** Data to examine follows **
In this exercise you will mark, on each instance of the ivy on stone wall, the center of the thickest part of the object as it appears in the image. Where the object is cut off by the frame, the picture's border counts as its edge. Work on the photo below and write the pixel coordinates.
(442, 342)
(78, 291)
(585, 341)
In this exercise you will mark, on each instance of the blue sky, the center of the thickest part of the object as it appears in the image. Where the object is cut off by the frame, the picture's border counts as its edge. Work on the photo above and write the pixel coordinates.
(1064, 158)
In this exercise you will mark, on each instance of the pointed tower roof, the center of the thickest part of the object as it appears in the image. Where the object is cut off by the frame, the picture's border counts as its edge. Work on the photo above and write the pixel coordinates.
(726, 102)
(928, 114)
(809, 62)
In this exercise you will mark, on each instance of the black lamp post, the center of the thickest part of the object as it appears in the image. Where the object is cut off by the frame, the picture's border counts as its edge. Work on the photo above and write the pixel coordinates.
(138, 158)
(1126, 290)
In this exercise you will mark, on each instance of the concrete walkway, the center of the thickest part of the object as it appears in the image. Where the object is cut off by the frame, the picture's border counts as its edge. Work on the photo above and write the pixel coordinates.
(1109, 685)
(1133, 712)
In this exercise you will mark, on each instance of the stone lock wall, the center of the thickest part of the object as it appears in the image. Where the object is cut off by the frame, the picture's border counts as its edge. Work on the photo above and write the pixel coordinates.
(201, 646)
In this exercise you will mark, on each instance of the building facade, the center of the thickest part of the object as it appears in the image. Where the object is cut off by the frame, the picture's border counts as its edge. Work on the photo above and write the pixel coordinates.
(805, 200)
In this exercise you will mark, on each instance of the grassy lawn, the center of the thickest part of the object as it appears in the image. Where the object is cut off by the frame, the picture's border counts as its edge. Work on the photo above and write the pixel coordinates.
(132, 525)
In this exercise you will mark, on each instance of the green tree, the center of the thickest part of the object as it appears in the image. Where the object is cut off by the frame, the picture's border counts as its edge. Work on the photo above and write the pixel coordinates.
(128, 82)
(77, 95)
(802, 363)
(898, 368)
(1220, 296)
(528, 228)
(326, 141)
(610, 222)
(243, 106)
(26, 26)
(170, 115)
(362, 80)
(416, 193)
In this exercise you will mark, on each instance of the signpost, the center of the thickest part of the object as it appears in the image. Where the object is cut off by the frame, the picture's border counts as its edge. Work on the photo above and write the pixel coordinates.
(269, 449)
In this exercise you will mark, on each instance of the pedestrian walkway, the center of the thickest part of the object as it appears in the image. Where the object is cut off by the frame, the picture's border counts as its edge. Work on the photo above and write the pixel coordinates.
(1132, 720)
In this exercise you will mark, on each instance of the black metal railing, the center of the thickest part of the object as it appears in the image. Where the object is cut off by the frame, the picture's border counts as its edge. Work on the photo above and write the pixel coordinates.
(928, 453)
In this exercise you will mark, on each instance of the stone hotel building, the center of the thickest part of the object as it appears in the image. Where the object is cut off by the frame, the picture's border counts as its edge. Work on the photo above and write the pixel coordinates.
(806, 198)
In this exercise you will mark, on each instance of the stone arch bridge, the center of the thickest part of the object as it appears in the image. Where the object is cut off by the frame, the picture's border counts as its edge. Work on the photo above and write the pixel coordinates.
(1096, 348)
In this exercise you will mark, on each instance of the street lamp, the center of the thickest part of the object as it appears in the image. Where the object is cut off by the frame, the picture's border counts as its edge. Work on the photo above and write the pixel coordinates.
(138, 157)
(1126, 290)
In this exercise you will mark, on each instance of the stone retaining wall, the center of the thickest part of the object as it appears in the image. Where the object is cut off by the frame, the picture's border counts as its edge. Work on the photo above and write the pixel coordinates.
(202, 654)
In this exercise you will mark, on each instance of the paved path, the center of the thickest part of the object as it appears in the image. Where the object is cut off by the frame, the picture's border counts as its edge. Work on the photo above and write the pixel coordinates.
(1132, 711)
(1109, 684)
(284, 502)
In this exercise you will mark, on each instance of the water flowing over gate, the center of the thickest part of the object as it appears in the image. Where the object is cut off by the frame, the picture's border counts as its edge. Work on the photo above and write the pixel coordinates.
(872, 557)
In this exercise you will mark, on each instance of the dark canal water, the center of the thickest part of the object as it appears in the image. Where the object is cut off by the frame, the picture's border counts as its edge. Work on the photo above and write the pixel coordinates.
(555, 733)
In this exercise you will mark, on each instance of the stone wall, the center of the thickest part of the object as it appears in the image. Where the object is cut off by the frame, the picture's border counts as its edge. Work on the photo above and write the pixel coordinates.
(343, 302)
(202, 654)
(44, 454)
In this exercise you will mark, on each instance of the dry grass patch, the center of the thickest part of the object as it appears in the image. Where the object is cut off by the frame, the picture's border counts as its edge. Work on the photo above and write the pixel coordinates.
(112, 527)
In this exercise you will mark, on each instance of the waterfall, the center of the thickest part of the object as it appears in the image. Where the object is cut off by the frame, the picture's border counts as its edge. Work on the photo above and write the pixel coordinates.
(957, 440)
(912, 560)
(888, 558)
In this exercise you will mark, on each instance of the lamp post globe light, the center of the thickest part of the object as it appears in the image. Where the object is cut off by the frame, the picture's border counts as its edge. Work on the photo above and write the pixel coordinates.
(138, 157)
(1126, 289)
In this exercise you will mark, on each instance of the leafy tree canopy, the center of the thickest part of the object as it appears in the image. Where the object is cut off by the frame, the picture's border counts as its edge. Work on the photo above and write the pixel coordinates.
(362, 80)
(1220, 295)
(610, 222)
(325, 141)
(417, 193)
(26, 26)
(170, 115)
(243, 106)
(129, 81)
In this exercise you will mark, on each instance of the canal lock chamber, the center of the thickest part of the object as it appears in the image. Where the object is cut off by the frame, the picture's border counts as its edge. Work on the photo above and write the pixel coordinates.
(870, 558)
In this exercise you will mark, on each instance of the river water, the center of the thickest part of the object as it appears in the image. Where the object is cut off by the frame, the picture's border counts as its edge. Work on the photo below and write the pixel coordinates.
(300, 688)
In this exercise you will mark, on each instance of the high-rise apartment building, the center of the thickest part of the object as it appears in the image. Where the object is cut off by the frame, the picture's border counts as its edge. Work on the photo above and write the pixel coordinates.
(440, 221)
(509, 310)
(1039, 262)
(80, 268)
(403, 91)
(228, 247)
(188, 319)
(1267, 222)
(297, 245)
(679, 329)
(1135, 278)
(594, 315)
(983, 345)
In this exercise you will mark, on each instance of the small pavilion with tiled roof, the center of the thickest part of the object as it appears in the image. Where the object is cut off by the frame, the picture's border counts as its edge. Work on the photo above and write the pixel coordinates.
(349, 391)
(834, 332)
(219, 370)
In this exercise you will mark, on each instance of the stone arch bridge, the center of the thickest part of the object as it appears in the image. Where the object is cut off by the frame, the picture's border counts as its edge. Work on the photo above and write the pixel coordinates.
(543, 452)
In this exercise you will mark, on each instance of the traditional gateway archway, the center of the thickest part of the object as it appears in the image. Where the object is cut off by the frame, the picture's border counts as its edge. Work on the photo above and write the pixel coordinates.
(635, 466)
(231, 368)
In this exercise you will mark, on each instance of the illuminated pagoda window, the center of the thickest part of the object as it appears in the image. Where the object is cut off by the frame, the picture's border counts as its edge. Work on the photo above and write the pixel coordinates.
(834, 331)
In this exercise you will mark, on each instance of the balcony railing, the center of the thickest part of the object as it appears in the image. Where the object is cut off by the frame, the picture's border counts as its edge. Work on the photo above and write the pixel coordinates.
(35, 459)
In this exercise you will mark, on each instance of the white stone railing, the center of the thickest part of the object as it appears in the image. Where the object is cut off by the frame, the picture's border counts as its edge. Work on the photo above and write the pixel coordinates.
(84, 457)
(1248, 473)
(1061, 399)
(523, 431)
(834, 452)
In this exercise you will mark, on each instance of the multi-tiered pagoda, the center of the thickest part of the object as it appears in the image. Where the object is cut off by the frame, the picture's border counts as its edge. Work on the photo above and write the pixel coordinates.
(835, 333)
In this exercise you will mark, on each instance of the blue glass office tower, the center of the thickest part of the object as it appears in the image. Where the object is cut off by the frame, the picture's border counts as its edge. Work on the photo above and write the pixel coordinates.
** End of Data to examine **
### Instructions for the task
Take the line that holds "of the white" as the first line and the last line of the data as the final one. Retype everything between, both included, exactly.

### Final answer
In this exercise you will mark, on each instance of the white stone railing, the center of the thickest part of the object as it appears in the image. Where the object is cut off by the frame, the picture's border counts as its edge. Work on the photo above and write the pixel coordinates.
(84, 457)
(1248, 473)
(1061, 399)
(523, 431)
(834, 452)
In this exercise you will mark, on each instance of the multi-tiered pagoda, the center of the thickest part of the object as it appears in the image. Where the object is cut off by the frame, the picture's border counts as its edge. Work on the photo above and write the pixel coordinates.
(835, 333)
In this exercise you will mark, on each instance of the blue glass office tower, the center of the thickest part of the object as it appears in the image. Where the object is cut off by the frame, the picture's border counts as its edge. Work on the photo above and write the pixel coordinates.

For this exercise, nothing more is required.